>> START TEXT BLOCK
This again is an old scheme with a modern twist. It is quite simple: the fraudster will give you a financial instrument (most often a cheque or money order) for a larger amount than you have requested. In return, you are asked to give the person a smaller amount of cash and you keep the difference for your trouble.
We see this now most often starting as an advertisement on a legitimate on-line website. The victim typically has placed an ad of an object for sale. The criminal will contact the owner offering to pay more than the listed price. They use a third party cheque and the condition that the seller forwards the cash first, or at the same time.
For instance: the victim may want to sell a television for $200. The fraudster will offer to pay the $200 using a third party cheque for $500 IF the seller sends $200 via interac transfer or wired money service. When the seller gets the cheque, it is found to be a counterfeit. The seller is now out $200 dollars and often their product as well.
This is an old scheme most often perpetrated on the elderly. They will get a call from a person pretending to be a friend of a grandson or similar distant relative. They will claim to be helping that person get out of jail or that they are being held ransom for a drug debt or similar circumstance. They may have intimate knowledge based on information gleaned from previous 'phishing' type of telephone calls or research on the Internet or social networks such as Facebook. They will insist that the grandparent act immediately and failure to do so will have catastrophic consequences. Again these criminals will ask for a cash type transfer. Recently, they have even pretended to be police officers from other jurisdictions.
>> END TEXT BLOCK
>> START SUPPLIED MATERIAL
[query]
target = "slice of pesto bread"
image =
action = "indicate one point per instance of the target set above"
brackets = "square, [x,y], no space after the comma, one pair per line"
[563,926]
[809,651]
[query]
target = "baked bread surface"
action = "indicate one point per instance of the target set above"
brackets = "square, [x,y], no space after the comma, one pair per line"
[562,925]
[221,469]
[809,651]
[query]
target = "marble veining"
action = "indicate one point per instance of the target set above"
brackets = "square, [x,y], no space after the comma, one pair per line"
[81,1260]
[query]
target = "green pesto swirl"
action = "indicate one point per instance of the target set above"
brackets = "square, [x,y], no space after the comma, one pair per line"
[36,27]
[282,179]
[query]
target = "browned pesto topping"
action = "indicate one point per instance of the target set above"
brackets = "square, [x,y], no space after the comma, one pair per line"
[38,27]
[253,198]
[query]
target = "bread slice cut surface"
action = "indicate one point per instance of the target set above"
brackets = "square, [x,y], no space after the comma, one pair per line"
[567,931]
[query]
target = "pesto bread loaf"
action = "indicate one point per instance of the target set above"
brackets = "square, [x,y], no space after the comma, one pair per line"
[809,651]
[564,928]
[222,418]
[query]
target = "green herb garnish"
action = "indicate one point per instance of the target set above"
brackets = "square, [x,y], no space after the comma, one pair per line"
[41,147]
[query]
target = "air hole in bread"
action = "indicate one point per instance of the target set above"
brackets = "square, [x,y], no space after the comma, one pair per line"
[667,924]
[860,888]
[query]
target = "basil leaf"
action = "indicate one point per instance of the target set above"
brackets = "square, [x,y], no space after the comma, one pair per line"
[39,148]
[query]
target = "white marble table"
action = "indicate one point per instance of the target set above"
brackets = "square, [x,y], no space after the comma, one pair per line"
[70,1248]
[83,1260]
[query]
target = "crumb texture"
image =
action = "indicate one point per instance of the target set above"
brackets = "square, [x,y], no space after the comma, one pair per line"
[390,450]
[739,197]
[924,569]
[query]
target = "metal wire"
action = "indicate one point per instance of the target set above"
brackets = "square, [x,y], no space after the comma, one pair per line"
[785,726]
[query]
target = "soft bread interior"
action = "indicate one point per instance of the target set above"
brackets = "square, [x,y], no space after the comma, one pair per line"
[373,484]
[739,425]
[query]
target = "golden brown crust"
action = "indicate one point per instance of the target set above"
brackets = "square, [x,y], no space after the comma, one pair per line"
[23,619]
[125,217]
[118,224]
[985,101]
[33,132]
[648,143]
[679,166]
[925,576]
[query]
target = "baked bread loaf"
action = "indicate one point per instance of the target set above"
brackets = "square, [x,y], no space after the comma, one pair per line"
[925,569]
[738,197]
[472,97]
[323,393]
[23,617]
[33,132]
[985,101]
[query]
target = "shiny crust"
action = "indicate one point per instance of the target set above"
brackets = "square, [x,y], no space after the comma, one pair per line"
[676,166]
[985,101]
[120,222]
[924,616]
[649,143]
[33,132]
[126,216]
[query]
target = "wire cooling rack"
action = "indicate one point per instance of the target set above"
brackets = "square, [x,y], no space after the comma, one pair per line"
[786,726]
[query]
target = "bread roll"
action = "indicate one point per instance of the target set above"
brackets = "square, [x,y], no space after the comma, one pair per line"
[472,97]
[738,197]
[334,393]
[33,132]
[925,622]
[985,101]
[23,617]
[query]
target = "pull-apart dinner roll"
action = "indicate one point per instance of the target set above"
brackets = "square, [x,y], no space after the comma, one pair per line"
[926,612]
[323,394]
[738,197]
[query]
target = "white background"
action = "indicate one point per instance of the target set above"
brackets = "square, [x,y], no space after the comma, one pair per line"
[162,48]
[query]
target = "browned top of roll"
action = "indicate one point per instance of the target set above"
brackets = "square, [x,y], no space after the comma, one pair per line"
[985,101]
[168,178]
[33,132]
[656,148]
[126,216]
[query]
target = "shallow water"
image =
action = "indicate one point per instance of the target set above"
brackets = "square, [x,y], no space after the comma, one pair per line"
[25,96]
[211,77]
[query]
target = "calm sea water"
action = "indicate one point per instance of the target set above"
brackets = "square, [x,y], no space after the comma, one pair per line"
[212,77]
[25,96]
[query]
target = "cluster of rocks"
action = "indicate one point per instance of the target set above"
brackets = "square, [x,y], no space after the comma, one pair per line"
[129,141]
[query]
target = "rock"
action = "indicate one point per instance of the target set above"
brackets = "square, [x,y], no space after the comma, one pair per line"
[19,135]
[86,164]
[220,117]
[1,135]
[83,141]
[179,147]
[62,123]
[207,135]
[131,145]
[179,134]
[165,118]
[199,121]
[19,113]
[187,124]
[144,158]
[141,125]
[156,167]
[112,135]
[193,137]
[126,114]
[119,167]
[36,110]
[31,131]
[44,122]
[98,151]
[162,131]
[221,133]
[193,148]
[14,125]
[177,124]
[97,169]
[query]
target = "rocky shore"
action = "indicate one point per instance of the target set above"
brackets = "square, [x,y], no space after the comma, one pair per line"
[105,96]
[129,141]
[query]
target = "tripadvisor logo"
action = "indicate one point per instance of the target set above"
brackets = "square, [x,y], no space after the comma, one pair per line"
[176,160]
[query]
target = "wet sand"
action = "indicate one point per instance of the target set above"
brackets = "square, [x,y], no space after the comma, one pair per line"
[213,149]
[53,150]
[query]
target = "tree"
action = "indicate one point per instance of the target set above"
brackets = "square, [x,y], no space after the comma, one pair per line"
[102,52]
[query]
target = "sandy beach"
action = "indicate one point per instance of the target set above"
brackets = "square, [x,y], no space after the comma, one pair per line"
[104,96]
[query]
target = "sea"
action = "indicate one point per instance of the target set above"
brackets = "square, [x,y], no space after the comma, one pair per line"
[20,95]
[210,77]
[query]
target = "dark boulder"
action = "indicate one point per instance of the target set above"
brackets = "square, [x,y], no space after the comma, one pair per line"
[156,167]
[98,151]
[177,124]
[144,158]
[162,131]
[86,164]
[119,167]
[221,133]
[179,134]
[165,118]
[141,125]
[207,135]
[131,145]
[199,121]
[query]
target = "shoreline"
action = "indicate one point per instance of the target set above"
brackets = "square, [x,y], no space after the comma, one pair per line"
>> END SUPPLIED MATERIAL
WHAT TO WORK ON >>
• 1. In the television example in the text on fraud schemes, what amount is the third party cheque written for?
• 2. Repeat the text on fraud schemes from "We see this" up to and including "product as well.".
• 3. Do these statements agree with the text on fraud schemes? For each, answer yes or no and quote the words that decide it.
(a) The financial instrument the fraudster hands over is usually a cheque or money order.
(b) The grandparent scheme is mostly aimed at young people.
(c) Criminals running the grandparent scheme have posed as police officers.
The rows have no connection to the text on fraud schemes.

SOLUTIONS FOR EACH TASK >>
• 1. $500

• 2.
We see this now most often starting as an advertisement on a legitimate on-line website. The victim typically has placed an ad of an object for sale. The criminal will contact the owner offering to pay more than the listed price. They use a third party cheque and the condition that the seller forwards the cash first, or at the same time.
For instance: the victim may want to sell a television for $200. The fraudster will offer to pay the $200 using a third party cheque for $500 IF the seller sends $200 via interac transfer or wired money service. When the seller gets the cheque, it is found to be a counterfeit. The seller is now out $200 dollars and often their product as well.

• 3.
(a) Yes: "most often a cheque or money order"
(b) No: "This is an old scheme most often perpetrated on the elderly."
(c) Yes: "Recently, they have even pretended to be police officers from other jurisdictions."